## Dataset

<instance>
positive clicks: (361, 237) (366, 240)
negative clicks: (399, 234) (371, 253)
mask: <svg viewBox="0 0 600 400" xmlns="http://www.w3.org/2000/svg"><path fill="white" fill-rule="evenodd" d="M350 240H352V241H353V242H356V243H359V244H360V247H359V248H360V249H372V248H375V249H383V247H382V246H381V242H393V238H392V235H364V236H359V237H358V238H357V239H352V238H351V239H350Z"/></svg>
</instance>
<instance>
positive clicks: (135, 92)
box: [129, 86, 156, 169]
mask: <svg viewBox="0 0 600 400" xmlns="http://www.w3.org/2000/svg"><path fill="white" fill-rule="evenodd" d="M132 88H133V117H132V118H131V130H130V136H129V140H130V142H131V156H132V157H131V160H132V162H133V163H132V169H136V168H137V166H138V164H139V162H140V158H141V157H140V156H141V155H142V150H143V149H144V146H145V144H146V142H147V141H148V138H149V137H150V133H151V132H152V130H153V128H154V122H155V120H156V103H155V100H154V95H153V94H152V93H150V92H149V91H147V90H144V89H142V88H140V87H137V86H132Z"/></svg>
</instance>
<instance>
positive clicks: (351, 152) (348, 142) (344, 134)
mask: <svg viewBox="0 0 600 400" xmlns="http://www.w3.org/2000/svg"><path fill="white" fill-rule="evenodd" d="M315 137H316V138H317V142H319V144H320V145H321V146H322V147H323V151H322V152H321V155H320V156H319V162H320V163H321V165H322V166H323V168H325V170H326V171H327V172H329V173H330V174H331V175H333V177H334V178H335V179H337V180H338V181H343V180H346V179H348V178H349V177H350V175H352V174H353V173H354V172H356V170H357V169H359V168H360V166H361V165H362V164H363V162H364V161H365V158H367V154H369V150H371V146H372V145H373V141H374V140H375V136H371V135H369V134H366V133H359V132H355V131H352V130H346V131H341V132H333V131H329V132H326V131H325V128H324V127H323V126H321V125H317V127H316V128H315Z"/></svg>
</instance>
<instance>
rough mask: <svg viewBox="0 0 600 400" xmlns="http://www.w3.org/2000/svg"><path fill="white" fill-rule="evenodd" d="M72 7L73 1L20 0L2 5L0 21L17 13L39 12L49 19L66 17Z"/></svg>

## Task item
Please retype the whole of the material above exactly.

## Task answer
<instance>
positive clicks: (361, 237) (366, 240)
negative clicks: (399, 234) (371, 253)
mask: <svg viewBox="0 0 600 400" xmlns="http://www.w3.org/2000/svg"><path fill="white" fill-rule="evenodd" d="M350 240H352V241H353V242H356V243H359V244H360V247H359V248H360V249H372V248H375V249H383V247H382V246H381V242H393V238H392V235H364V236H359V237H358V238H357V239H352V238H351V239H350Z"/></svg>
</instance>
<instance>
positive clicks: (135, 92)
box: [129, 86, 156, 169]
mask: <svg viewBox="0 0 600 400" xmlns="http://www.w3.org/2000/svg"><path fill="white" fill-rule="evenodd" d="M132 88H133V117H132V118H131V130H130V136H129V140H130V142H131V156H132V157H131V160H132V162H133V163H132V169H136V168H137V166H138V164H139V162H140V158H141V157H140V156H141V155H142V150H143V149H144V146H145V144H146V142H147V141H148V138H149V137H150V133H151V132H152V130H153V128H154V122H155V120H156V103H155V100H154V95H153V94H152V93H150V92H149V91H147V90H144V89H142V88H140V87H137V86H132Z"/></svg>
</instance>
<instance>
positive clicks: (351, 152) (348, 142) (344, 134)
mask: <svg viewBox="0 0 600 400" xmlns="http://www.w3.org/2000/svg"><path fill="white" fill-rule="evenodd" d="M315 137H316V138H317V142H319V144H320V145H321V146H322V147H323V151H322V152H321V155H320V156H319V162H320V163H321V165H322V166H323V168H325V170H326V171H327V172H329V173H330V174H331V175H333V177H334V178H335V179H337V180H338V181H343V180H346V179H348V178H349V177H350V175H352V174H353V173H354V172H356V170H357V169H359V168H360V166H361V165H362V164H363V162H364V161H365V158H367V154H369V150H371V146H372V145H373V141H374V140H375V136H371V135H369V134H366V133H359V132H355V131H352V130H346V131H341V132H333V131H329V132H326V131H325V128H324V127H323V126H321V125H317V127H316V128H315Z"/></svg>
</instance>
<instance>
rough mask: <svg viewBox="0 0 600 400" xmlns="http://www.w3.org/2000/svg"><path fill="white" fill-rule="evenodd" d="M72 7L73 1L20 0L2 5L0 21L17 13L39 12L49 19L66 17Z"/></svg>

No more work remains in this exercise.